_Esercizio assegnato_
Traduci in inglese, per favore, questa frase del testo sugli affitti brevi: "Domani entrerà in vigore l'imposta speciale che prevede il pagamento della cedolare secca del 21% per tutti gli affitti brevi."

_Testo fornito_
★ ★ ★ ★ ★

Locazioni brevi. Da domani 

scatta la nuova tassa


Da domani cedolare secca del 21% per tutti gli affitti brevi




Domani entrerà in vigore l'imposta speciale che prevede il pagamento della cedolare secca del 21% per tutti gli affitti brevi.
La Airbnb. Dal primo giugno entrerà in vigore l'imposta speciale introdotta con la manovra di primavera (la cosiddetta manovrina, articolo 4 del Dl 50/2017), che prevede il pagamento della cedolare secca del 21% per tutti gli affitti brevi, inferiori ai 30 giorni, stipulati da persone fisiche direttamente o tramite soggetti che esercitano attività di intermediazione immobiliare, anche attraverso la gestione di portali online come Booking e Airbnb, ad esempio.

★ ★ ★ ★ ★

_Dati mostrati_
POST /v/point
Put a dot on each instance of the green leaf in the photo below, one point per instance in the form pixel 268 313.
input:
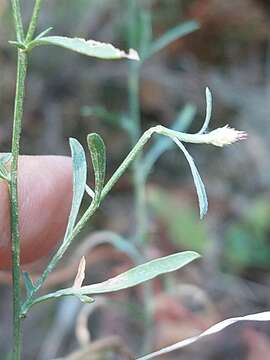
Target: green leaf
pixel 79 182
pixel 130 278
pixel 4 158
pixel 85 299
pixel 28 283
pixel 98 154
pixel 172 35
pixel 86 47
pixel 202 197
pixel 208 114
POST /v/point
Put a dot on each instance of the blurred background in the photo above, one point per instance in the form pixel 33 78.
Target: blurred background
pixel 71 95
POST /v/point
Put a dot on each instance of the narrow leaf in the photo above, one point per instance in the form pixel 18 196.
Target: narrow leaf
pixel 172 35
pixel 3 172
pixel 28 284
pixel 202 197
pixel 80 274
pixel 263 316
pixel 163 144
pixel 130 278
pixel 208 96
pixel 79 182
pixel 98 154
pixel 86 47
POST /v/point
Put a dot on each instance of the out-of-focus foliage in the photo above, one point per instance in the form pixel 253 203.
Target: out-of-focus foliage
pixel 173 213
pixel 247 239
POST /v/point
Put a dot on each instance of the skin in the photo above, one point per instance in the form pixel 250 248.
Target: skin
pixel 45 195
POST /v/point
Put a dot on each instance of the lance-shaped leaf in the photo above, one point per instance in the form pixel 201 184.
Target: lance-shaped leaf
pixel 202 197
pixel 91 48
pixel 130 278
pixel 79 182
pixel 4 158
pixel 98 154
pixel 263 316
pixel 28 283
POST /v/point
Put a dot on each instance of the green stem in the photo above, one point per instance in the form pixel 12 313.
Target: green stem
pixel 18 114
pixel 33 23
pixel 16 9
pixel 192 138
pixel 134 110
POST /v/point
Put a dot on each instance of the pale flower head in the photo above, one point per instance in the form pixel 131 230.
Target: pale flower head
pixel 225 136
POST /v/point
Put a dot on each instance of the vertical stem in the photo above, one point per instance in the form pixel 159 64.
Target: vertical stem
pixel 134 109
pixel 34 20
pixel 17 20
pixel 18 114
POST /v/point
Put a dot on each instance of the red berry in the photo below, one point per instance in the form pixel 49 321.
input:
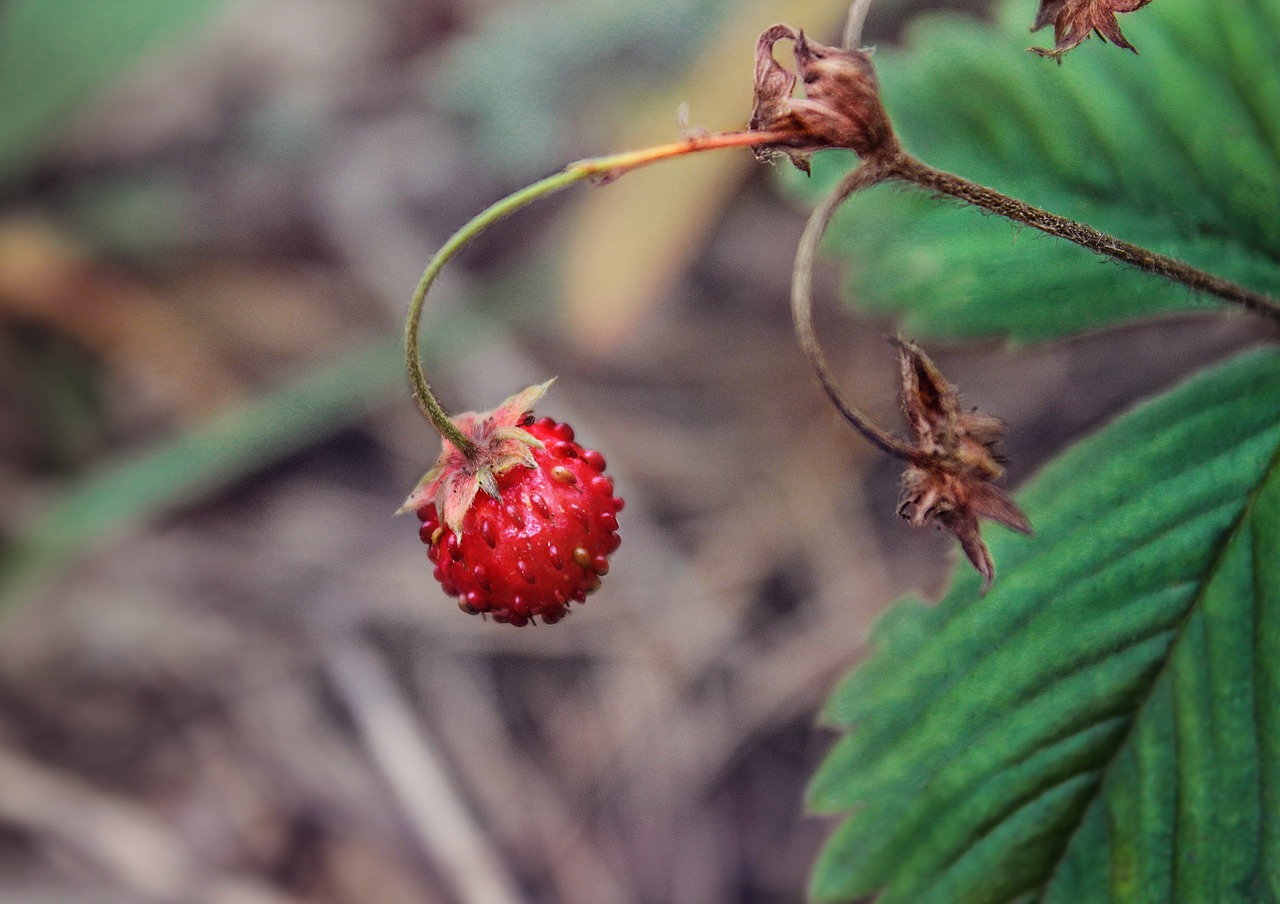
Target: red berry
pixel 540 543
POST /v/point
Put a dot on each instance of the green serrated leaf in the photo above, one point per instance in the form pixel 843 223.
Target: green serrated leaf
pixel 55 54
pixel 1105 724
pixel 1176 150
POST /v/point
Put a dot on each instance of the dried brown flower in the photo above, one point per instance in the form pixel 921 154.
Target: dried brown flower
pixel 950 478
pixel 841 105
pixel 1074 19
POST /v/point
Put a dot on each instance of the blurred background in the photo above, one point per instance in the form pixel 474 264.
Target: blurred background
pixel 225 672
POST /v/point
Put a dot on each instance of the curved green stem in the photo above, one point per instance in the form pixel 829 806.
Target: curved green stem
pixel 600 169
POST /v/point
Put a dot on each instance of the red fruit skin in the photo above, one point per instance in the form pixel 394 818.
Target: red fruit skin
pixel 544 543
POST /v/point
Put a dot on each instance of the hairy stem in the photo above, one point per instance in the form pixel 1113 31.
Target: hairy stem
pixel 909 169
pixel 594 168
pixel 869 173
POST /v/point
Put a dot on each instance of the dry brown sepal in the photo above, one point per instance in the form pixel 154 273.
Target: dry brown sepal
pixel 950 479
pixel 1074 19
pixel 841 104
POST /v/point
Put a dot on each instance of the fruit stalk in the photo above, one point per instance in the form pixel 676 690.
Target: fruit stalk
pixel 602 169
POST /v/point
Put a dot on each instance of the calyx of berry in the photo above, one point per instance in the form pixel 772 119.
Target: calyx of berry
pixel 951 471
pixel 501 443
pixel 841 104
pixel 1074 19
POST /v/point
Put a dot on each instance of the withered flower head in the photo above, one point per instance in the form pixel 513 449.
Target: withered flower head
pixel 1074 19
pixel 950 478
pixel 841 105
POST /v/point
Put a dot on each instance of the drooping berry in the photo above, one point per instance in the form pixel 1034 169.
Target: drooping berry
pixel 539 537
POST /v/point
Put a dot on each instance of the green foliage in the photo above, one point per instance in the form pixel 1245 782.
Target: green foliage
pixel 1176 150
pixel 55 55
pixel 1105 724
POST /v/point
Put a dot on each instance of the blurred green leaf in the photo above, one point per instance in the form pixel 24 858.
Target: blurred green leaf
pixel 197 461
pixel 1176 149
pixel 1105 724
pixel 56 54
pixel 530 73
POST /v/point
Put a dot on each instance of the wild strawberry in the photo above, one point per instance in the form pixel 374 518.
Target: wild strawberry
pixel 540 534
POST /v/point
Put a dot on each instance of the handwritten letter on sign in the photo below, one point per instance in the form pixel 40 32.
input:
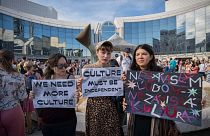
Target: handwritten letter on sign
pixel 54 93
pixel 102 82
pixel 173 96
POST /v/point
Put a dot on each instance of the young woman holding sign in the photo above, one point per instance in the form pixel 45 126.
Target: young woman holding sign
pixel 101 113
pixel 139 125
pixel 12 90
pixel 58 121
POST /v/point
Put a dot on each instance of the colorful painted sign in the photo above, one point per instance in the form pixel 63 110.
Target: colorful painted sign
pixel 102 82
pixel 173 96
pixel 54 93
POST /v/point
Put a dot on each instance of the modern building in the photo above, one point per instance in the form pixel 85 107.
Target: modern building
pixel 38 36
pixel 30 8
pixel 182 30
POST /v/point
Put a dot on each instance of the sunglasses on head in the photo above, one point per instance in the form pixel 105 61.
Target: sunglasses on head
pixel 61 66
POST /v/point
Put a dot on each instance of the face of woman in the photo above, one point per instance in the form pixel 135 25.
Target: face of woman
pixel 143 58
pixel 103 56
pixel 60 68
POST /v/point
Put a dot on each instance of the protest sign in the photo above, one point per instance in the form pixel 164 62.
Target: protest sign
pixel 54 93
pixel 102 82
pixel 173 96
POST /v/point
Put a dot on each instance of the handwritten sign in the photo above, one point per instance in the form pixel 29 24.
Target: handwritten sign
pixel 102 82
pixel 173 96
pixel 54 93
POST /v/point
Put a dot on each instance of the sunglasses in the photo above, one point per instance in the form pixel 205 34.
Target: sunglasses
pixel 61 66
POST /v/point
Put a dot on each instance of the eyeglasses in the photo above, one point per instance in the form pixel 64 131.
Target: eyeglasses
pixel 61 66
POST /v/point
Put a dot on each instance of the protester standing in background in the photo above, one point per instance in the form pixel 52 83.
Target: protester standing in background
pixel 57 121
pixel 12 89
pixel 125 60
pixel 101 113
pixel 139 125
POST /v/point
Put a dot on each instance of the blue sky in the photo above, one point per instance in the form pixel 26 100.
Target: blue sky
pixel 93 11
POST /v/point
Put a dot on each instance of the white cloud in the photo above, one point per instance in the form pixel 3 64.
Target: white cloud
pixel 92 11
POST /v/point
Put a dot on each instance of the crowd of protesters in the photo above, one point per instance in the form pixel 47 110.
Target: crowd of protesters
pixel 191 66
pixel 21 73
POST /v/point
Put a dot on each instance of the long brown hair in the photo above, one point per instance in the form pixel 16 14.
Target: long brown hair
pixel 152 66
pixel 6 58
pixel 52 62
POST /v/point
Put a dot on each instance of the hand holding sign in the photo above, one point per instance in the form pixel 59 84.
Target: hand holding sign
pixel 173 96
pixel 102 82
pixel 54 93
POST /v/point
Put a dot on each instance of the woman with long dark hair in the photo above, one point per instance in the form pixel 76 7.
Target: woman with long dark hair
pixel 57 121
pixel 101 113
pixel 139 125
pixel 12 90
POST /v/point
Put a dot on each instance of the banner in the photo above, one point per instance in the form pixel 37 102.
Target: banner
pixel 54 93
pixel 173 96
pixel 102 82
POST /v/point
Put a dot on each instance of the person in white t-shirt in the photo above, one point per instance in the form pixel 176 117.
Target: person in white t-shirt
pixel 125 60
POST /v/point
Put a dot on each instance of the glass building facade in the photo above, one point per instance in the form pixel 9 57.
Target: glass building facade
pixel 183 33
pixel 107 30
pixel 30 38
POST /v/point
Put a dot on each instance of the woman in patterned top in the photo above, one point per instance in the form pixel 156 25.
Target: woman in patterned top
pixel 101 113
pixel 12 90
pixel 140 125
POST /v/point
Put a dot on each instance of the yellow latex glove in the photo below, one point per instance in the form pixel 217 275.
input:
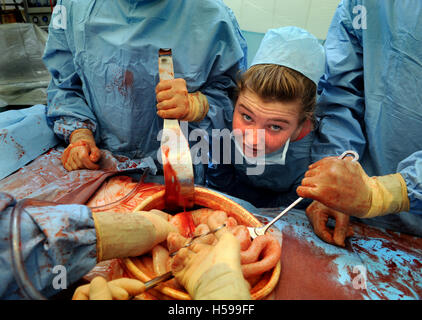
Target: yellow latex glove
pixel 121 235
pixel 174 101
pixel 100 289
pixel 344 186
pixel 318 216
pixel 212 272
pixel 82 152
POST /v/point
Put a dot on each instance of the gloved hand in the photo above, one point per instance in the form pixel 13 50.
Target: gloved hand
pixel 212 272
pixel 318 215
pixel 82 152
pixel 174 101
pixel 121 235
pixel 100 289
pixel 344 186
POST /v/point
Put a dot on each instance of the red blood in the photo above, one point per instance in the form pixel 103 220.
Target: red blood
pixel 172 195
pixel 187 226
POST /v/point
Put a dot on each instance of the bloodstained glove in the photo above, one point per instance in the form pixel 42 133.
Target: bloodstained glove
pixel 344 186
pixel 82 152
pixel 174 101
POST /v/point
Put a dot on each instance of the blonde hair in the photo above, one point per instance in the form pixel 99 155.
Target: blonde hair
pixel 278 83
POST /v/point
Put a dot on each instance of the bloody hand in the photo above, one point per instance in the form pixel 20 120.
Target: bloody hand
pixel 82 152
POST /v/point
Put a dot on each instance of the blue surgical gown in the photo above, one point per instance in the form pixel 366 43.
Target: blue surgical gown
pixel 62 235
pixel 371 95
pixel 103 58
pixel 274 187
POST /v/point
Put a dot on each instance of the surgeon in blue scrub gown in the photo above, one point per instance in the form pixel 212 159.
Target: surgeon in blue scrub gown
pixel 371 102
pixel 283 51
pixel 103 58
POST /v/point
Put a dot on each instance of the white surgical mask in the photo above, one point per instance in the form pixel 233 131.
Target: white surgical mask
pixel 276 157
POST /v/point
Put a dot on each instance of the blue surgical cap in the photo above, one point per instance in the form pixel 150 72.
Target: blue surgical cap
pixel 294 48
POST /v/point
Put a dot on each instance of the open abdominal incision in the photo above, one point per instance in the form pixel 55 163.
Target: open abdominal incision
pixel 257 256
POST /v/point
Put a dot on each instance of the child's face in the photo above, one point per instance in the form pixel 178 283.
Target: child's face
pixel 279 120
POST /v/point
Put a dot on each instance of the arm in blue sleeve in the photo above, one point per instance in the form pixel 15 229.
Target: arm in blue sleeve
pixel 67 108
pixel 411 170
pixel 62 236
pixel 341 105
pixel 228 60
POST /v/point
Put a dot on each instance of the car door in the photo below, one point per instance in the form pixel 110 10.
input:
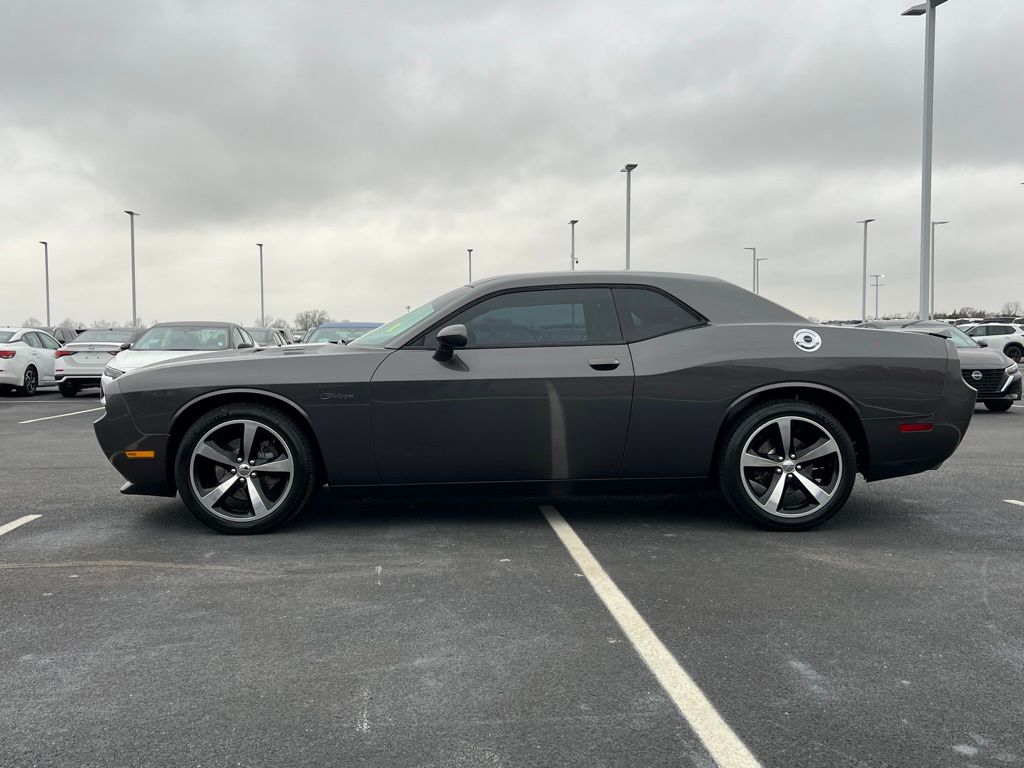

★ ★ ★ ★ ★

_Risultato atteso_
Tomorrow, the special tax requiring payment of the 21% flat tax on all short-term rentals will take effect.